Rescale everything from the line containing "Target: wooden walkway" down to the last of the rows below. Reproduce each of those lines in full, requests included, but multiply every polygon vertex coordinate in the answers by 2.35 and round to the nearest whole number, with halves rounded up.
--------------------------------
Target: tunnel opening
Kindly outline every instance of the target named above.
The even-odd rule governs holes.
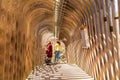
[[[58,38],[67,64],[120,79],[120,0],[0,0],[0,80],[25,80]]]

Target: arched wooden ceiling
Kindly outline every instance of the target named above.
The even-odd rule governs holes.
[[[2,0],[1,3],[6,3],[6,6],[11,3],[17,5],[16,9],[23,13],[28,24],[29,34],[32,30],[40,34],[47,29],[54,33],[56,0]],[[65,37],[67,40],[76,27],[80,27],[96,10],[102,8],[102,0],[60,0],[59,4],[60,39]]]

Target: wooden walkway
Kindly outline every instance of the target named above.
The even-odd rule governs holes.
[[[57,64],[36,67],[26,80],[94,80],[76,65]]]

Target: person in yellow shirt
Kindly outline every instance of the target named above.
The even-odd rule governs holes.
[[[54,61],[55,63],[59,61],[60,53],[61,53],[61,43],[59,41],[56,42],[55,47],[54,47],[54,53],[55,53],[55,58]]]

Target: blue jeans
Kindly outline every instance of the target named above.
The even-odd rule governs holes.
[[[60,51],[55,51],[55,62],[59,60]]]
--------------------------------
:: Task result ::
Target: wooden walkway
Kindly outline every instance of the target named above.
The even-odd rule governs holes.
[[[134,150],[85,157],[61,188],[221,188],[179,153]]]

Target: person in yellow shirt
Kindly outline every instance of the target named above.
The even-odd rule governs holes.
[[[127,143],[129,148],[139,143],[141,125],[143,125],[143,101],[139,96],[132,99],[129,110],[127,110],[127,125],[129,125],[129,136]]]

Target: blue jeans
Kindly outline every instance of the target named above.
The even-odd rule governs holes.
[[[141,120],[129,120],[129,146],[139,141]]]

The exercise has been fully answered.